- [EXERCISE AIM]: Return the data below verbatim, line for line, omitting any images from your answer.

- [RAW DATA]:
------------------------------------------------------------

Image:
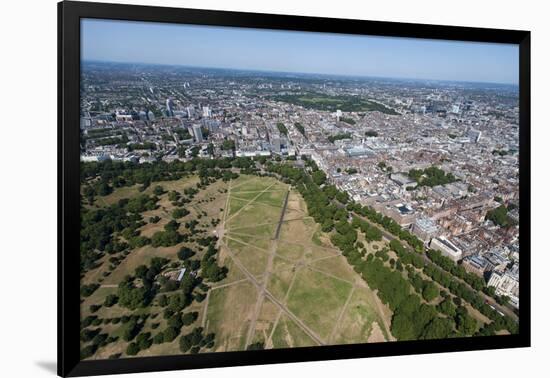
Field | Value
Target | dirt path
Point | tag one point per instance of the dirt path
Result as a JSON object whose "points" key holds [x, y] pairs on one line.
{"points": [[267, 273], [248, 203], [281, 306], [340, 316], [376, 335]]}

------------------------------------------------------------

- [ANSWER TO THE EXERCISE]:
Image:
Field | Value
Target | dirt path
Point | tag one point per instance of the dirt path
Result as a JSON object whose "points" key holds [x, y] pairs on one line.
{"points": [[267, 273], [248, 203], [281, 306], [340, 316], [376, 335]]}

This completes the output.